- _Work to be completed_: Could you print each of the records below exactly?

(Recorded data)
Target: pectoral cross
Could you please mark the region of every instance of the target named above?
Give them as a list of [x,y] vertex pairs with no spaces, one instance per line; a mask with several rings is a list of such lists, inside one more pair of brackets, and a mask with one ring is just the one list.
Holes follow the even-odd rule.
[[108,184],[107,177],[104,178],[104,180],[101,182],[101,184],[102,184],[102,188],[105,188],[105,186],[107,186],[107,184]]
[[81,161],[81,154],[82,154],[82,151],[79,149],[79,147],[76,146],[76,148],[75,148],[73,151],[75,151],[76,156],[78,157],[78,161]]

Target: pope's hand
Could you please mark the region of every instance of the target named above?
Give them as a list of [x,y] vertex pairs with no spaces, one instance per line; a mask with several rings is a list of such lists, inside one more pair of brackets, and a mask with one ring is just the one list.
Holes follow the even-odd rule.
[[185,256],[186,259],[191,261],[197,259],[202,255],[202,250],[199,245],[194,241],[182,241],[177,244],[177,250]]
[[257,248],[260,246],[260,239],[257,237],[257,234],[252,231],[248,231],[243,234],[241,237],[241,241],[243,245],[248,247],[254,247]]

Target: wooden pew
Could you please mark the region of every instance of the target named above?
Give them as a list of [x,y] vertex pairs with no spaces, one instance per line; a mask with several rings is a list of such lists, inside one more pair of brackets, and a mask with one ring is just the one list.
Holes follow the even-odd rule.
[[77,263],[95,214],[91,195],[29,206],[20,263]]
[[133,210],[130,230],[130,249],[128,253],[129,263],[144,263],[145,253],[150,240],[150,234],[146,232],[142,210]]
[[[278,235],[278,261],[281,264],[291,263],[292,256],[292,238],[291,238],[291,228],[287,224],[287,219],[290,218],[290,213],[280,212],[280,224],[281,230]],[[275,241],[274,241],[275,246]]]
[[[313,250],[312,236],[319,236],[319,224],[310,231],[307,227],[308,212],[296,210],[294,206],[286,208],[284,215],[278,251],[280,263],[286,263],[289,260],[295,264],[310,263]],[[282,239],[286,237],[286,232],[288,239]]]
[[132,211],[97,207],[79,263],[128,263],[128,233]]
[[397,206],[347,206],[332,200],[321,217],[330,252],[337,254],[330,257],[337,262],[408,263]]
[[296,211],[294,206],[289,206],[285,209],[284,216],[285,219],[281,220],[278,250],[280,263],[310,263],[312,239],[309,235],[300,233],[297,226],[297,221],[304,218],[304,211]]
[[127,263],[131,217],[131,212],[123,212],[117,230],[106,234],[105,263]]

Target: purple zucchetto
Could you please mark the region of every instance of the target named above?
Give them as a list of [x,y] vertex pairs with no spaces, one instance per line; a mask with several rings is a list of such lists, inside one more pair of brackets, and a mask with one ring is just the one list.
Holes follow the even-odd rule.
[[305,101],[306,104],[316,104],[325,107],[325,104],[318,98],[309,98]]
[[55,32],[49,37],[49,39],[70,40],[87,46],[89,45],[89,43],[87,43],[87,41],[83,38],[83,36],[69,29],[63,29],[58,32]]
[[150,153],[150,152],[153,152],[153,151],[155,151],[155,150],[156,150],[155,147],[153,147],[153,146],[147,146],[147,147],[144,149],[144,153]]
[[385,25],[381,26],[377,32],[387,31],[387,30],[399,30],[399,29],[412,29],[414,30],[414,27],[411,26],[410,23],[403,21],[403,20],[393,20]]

- _Exercise response_:
Target: pectoral cross
Could you please mark the region of every instance of the target named above?
Give them as a list of [x,y] vertex pairs with no spaces, one instance per line; a mask with several rings is a list of such lists, inside one more pair of brackets, and a mask with one ring is just the one list.
Holes follow the even-odd rule.
[[108,184],[107,177],[104,178],[104,180],[101,182],[101,184],[102,184],[102,188],[105,188],[105,186],[107,186],[107,184]]
[[81,161],[81,154],[82,154],[82,151],[79,149],[79,147],[76,146],[76,148],[75,148],[73,151],[75,151],[76,156],[78,157],[78,161]]

Target: pope's hand
Could you please mark the region of every instance of the target named above?
Give them as a list of [x,y] vertex pairs with no spaces, one instance per line; a mask with several rings is a list of such lists, inside one more pair of brackets, and a mask with one ring is just the one list.
Holes follow the even-odd rule.
[[185,256],[186,259],[191,261],[197,259],[202,255],[202,250],[199,245],[194,241],[182,241],[177,244],[177,250]]
[[257,248],[260,246],[260,239],[257,237],[257,234],[252,231],[248,231],[243,234],[241,237],[241,241],[243,245],[248,247],[254,247]]

Target: wooden pew
Could you please mark the region of every instance of the target named above?
Give them as a list of [x,y] vertex pairs with no spaces, one instance per line; a mask with several rings is a list of such lists, inside one more pair of brackets, and a mask with one ring is just the one list.
Holes follow the even-odd rule.
[[77,263],[95,214],[91,195],[29,206],[20,263]]
[[133,210],[130,230],[130,249],[128,253],[129,263],[144,263],[145,253],[150,240],[150,234],[146,232],[142,210]]
[[[278,235],[278,261],[281,264],[291,263],[292,256],[292,238],[291,238],[291,228],[287,224],[287,219],[290,218],[290,213],[280,212],[280,224],[281,230]],[[275,241],[274,241],[275,246]]]
[[[313,250],[312,236],[319,236],[319,224],[310,231],[307,227],[308,212],[296,210],[294,206],[286,208],[284,215],[278,251],[280,263],[286,263],[289,260],[295,264],[310,263]],[[282,239],[286,237],[286,232],[288,239]]]
[[132,211],[97,207],[79,263],[128,263],[128,233]]
[[397,206],[347,206],[332,200],[321,217],[330,252],[337,254],[330,257],[337,262],[408,263]]
[[296,211],[294,206],[289,206],[285,209],[284,216],[285,219],[281,220],[278,250],[280,263],[310,263],[312,239],[309,235],[300,233],[297,226],[297,221],[304,218],[304,211]]
[[127,263],[131,217],[131,212],[123,212],[117,230],[106,234],[105,263]]

Target: purple zucchetto
Could you please mark the region of every instance of the target named above?
Give them as a list of [x,y] vertex pairs with no spaces, one instance per line; a mask with several rings is a list of such lists, inside one more pair of brackets, and a mask with one ring is just the one list.
Holes follow the even-odd rule.
[[305,101],[306,104],[316,104],[325,107],[325,104],[318,98],[309,98]]
[[55,32],[49,37],[49,39],[70,40],[87,46],[89,45],[89,43],[87,43],[87,41],[83,38],[83,36],[69,29],[63,29],[58,32]]
[[150,153],[150,152],[153,152],[153,151],[155,151],[155,150],[156,150],[155,147],[153,147],[153,146],[147,146],[147,147],[144,149],[144,153]]
[[385,25],[381,26],[377,32],[387,31],[387,30],[399,30],[399,29],[412,29],[414,30],[414,27],[411,26],[410,23],[403,21],[403,20],[393,20]]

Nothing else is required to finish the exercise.